* **Exercise tasks**:
1. List every natural disaster that the Easter message names.
2. Write a continuation of the Easter message, beginning after its final sentence.

* **Passage for review**:
Easter Message 2021


MILITARY ORDINARY OF AUSTRALIA
Bishop of the Australian Military Services

RESURRECTION AND CERTAINTY IN THE FUTURE

 
As we approach Easter 2021 in Australia, we are very much aware of a sense of uneasiness and uncertainty that prevails. This uncertainty is experienced at many levels both as individuals and as a community.

For a little over a year now, we have been responding to the consequences of the COVID-19 pandemic. We have become more aware of the restrictions to limit the spread of this infection. The need to be constantly alert to both the risk we may be to others and that others may be to us has become a fundamental factor that determines our decisions about how we should go about our lives. While we look forward to a time when the need for those restrictions eases we are still living with not knowing when that will be. This has become, for many, a fearful time.

There has been the experience of enduring and recovering from natural disasters like widespread bushfires, expansive drought, deluging rain and floods. In addition to the danger of harm and loss many immediately experienced, there are ongoing consequences for those affected. Even those not directly involved are moved by the awareness of the suffering of others.

Perhaps even more have become discouraged and even distressed by constant revelations about behaviours of some in those agencies and institutions upon which our social good order rests who have failed to measure up to our expectations.

What does this have to do with Easter? Everything!!
Our experience is, in many ways, not too unlike the experience of people in Jesus’ time. There too there was great uncertainty, economic hardship; disease and dispossession; loss of confidence in the religious/societal leadership; fear of those in control; disunity fuelled by gossip and the constant ‘put down’ of others; and, an inflammatory excitement to social unrest.

Natural-language region descriptions
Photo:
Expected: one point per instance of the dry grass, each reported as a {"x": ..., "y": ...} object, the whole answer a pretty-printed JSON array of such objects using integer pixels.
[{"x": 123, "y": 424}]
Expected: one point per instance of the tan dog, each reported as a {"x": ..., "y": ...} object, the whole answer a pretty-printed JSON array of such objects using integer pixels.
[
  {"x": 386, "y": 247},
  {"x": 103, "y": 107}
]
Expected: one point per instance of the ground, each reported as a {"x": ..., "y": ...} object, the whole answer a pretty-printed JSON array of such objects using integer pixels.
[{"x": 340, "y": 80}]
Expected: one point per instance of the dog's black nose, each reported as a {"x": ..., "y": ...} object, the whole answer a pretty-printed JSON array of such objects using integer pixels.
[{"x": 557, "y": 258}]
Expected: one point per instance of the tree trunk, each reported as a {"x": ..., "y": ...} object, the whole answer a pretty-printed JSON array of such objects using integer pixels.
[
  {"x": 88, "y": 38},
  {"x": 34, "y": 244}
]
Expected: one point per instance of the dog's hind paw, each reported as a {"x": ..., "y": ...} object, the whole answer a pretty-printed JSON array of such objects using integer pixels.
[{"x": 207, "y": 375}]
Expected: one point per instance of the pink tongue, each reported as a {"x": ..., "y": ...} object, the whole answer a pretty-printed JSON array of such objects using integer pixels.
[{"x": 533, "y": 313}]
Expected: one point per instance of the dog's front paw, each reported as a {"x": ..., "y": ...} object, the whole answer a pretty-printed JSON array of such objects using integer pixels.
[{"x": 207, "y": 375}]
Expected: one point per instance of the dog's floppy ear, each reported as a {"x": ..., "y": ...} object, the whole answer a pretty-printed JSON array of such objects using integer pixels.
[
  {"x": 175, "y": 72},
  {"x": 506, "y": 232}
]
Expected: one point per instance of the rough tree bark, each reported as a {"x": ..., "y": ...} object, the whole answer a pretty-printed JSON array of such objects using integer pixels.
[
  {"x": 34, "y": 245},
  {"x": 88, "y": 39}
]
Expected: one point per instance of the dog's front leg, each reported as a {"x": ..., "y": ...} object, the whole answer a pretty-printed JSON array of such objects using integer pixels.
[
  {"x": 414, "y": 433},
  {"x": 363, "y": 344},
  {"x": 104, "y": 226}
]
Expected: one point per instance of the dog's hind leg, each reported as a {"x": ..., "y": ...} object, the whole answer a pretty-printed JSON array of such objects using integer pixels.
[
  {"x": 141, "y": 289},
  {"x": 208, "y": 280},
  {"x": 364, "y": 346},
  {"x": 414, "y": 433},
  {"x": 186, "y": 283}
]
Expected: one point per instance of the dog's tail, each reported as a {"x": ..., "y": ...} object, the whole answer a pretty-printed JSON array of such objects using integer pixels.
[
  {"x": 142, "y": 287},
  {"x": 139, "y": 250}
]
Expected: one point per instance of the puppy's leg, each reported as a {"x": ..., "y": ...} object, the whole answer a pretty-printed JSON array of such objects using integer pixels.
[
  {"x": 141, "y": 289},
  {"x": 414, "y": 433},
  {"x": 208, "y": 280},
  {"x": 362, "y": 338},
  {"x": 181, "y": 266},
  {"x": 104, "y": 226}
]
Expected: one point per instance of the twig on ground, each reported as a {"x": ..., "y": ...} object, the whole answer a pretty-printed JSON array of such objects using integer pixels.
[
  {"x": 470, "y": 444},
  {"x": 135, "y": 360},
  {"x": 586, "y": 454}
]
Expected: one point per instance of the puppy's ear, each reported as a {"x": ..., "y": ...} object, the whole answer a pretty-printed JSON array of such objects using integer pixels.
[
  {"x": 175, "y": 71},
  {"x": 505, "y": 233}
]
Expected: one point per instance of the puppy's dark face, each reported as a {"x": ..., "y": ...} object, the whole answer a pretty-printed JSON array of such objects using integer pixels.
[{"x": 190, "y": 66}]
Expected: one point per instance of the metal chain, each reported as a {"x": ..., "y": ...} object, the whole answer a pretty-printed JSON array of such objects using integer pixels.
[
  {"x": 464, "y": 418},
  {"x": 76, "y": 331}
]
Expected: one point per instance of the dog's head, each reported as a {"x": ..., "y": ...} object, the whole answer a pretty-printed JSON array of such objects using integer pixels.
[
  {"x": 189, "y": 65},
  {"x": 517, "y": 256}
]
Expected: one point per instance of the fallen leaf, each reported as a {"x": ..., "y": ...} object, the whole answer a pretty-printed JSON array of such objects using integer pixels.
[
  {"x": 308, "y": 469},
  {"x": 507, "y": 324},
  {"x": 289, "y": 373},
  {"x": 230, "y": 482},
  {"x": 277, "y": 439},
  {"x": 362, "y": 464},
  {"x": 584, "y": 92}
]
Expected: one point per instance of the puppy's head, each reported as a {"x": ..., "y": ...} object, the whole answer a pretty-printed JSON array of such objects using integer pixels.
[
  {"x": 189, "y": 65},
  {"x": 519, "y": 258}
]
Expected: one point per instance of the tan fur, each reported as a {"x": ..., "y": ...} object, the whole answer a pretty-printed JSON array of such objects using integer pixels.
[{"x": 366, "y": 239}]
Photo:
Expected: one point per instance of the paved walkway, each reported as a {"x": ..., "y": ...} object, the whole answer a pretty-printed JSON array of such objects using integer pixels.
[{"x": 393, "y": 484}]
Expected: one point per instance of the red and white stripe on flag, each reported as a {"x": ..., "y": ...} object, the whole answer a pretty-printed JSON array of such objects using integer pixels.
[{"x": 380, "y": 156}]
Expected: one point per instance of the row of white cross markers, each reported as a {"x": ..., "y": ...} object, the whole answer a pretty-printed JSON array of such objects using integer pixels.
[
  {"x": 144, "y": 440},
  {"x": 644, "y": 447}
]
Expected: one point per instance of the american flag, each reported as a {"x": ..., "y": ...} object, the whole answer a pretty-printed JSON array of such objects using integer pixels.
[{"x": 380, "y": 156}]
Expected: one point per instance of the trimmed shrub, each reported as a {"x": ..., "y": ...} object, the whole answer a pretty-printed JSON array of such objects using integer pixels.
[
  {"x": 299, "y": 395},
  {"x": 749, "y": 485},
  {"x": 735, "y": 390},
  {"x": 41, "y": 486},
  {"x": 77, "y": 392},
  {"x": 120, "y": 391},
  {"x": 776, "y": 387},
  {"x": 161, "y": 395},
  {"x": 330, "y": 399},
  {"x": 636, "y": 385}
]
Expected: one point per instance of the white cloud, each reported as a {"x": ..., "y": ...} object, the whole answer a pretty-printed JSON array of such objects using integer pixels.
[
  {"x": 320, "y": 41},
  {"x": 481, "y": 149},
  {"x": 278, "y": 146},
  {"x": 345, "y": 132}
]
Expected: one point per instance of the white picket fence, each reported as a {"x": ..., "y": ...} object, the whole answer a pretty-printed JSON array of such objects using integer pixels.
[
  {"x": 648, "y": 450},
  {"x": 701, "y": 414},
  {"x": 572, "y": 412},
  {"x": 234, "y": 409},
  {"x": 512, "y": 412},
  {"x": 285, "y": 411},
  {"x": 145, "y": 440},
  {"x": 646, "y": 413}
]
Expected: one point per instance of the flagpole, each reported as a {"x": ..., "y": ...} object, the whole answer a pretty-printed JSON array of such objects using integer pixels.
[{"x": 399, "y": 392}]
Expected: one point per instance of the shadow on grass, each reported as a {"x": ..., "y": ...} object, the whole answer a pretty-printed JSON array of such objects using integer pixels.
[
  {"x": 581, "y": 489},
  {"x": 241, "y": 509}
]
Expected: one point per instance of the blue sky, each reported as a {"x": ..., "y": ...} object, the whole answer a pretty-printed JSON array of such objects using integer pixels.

* **Task-by-task outputs**:
1. widespread bushfires, expansive drought, deluging rain, floods

2.
The Gospels of Matthew, Mark and Luke each record a summary of Jesus acknowledging these matters and His indication that even more was to come. In those Gospels, this summary occurs just before Jesus’ betrayal, arrest, imprisonment, trial and execution. That tells us that Jesus wants His disciples to be prepared and not to lose faith or heart in the face of difficulties, uncertainties and uneasiness. His response is to “stay awake” – to be alert, and not to be discouraged because the Holy Spirit is the constant source of our insight about what is right and good, and of how we should respond. We must always be alert, take appropriate action, and persevere even when on the limit of endurance because we are to draw upon the constant Divine Presence of the Holy Spirit. That Presence is not mere theory or philosophy but is a personal, intimate and inexhaustible gift. That Presence is inspirational and affirming.

The one to demonstrate that was Jesus Himself. In His humanity, He underwent and endured all that was involved in His Passion and Death. When we read and think about those events, as we do during Holy Week leading up to Easter, we are very much aware of His human response. It seemed as though everything had been taken away from Him – family, friends, dignity, reputation, achievements, etc. – all had abandoned Him, and in human terms, it was the end. All that natural human response takes on a completely new dimension in His rising from the tomb. Jesus shares with each us a new life, one that inspires us to acknowledge and endure uncertainties, and one that assists us to move through all challenges with assurance because He is with us. Even when all seems to fail us Jesus, does not and that is the only thing that we can be sure about. That is what Easter is about – not merely celebrating (although we do that) Jesus risen from the dead – but a real connection with the One who accompanies us through everything here and now, and leads us into eternal life.